## [DOCUMENT PASSAGE]
Wednesday, Jackson police told Terrance Wheeler his ex-girlfriend Dorothy Holliday had taken a personal protection order, or PPO, out against him.
That same day, legally barred from going near her, police say Wheeler went to her house anyway and murdered her.
"A PPO is only as effective as the person willing to follow the conditions. Obviously in this case, that didn't occur," says Jackson County Prosecutor Henry Zavislak.
Zavislak sat down with us Thursday to talk about PPO's. They're essentially court-ordered mandates to stay away from people. They're common-- about 200 issued in Jackson County a year-- but not always useful.
"For 75 percent of people they can be effective, but for the other 25 percent, it wouldn't make a difference what one did," Zavislak says.
A frightening thought, says Becky Filip, executive director of AWARE, a women's shelter in Jackson.
"We always suggest they get a PPO, but it's not body armor," Filip says.
A PPO might give you a sense of protection, but they say to be really protected, you should check yourself into a shelter like AWARE.

## [MATERIAL SUPPLIED]

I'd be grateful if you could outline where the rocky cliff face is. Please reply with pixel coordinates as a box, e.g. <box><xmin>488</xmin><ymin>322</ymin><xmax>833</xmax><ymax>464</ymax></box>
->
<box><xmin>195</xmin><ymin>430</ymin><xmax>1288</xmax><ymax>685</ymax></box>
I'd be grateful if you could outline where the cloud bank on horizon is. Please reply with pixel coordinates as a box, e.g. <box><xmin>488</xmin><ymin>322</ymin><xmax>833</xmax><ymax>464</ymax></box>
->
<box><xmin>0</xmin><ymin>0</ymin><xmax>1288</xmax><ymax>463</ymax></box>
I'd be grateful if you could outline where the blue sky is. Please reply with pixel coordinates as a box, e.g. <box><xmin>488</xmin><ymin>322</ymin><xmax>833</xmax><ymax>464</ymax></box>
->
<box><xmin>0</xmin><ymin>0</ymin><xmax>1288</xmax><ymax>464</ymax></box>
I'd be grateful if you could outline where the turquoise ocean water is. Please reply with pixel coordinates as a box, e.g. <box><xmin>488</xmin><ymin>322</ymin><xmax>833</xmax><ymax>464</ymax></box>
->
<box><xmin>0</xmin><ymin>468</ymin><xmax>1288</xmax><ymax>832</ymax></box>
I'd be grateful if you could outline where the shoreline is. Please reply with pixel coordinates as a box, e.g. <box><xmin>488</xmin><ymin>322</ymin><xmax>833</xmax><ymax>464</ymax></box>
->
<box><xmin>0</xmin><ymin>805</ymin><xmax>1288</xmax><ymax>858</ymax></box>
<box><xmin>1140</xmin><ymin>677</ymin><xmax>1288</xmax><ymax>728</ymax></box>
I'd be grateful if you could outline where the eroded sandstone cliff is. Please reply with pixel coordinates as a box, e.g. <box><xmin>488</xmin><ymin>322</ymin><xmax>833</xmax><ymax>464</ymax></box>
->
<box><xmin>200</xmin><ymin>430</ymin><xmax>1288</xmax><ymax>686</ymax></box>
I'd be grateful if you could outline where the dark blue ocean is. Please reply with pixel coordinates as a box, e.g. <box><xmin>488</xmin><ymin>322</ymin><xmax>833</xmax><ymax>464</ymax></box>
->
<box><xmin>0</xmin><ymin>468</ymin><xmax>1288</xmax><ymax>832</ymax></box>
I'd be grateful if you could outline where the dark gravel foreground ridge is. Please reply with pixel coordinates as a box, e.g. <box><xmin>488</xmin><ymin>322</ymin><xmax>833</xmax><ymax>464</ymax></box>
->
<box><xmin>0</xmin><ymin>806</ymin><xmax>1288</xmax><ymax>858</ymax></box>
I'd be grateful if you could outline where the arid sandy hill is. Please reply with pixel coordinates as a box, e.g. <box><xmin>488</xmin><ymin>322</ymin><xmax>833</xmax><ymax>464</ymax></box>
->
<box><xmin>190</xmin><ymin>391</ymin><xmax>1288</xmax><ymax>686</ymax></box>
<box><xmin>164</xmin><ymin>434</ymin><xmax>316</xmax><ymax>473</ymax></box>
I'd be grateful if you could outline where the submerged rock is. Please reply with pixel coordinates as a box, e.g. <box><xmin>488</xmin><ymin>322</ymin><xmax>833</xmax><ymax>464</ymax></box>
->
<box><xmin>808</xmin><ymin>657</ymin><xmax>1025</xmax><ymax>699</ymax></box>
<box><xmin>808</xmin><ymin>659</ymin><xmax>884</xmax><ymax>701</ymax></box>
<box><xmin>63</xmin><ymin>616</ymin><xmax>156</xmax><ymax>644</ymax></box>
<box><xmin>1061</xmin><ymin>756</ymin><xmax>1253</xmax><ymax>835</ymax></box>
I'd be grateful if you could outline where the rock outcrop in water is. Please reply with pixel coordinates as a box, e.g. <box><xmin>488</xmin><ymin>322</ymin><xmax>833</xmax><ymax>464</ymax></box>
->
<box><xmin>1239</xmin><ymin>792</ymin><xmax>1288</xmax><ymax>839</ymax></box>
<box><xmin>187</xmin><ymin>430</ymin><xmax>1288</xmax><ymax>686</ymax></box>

## [TASKS TO PERFORM]
1. According to the news report on personal protection orders, roughly how many such orders are issued in Jackson County each year?
2. Write the next few sentences of the news report on personal protection orders, picking up after its final sentence.
The records have no connection to the news report on personal protection orders.

## [RESULTS OF THE EXERCISE]
1. About 200.

2.
"We have security here, there are people here 24 hours a day, we have emergency buttons that contact police," Filip says.
"There is an over-reliance by some thinking 'I have a PPO, I'm safe.' That is simply not the case," Zavislak says, as we see so unfortunately in this recent murder.
Anyone who has been physically, emotionally or sexually abused, or threatened by someone they have been married to, had a child with, lived with or dated can get a PPO.
You can also get a PPO against someone who's stalking you-- whether that's by phone, or by showing up at places you are.
To get a restraining order, you should have a detailed letter addressed to the court explaining the situation. Police reports, medical records, photographs and witnesses can also help.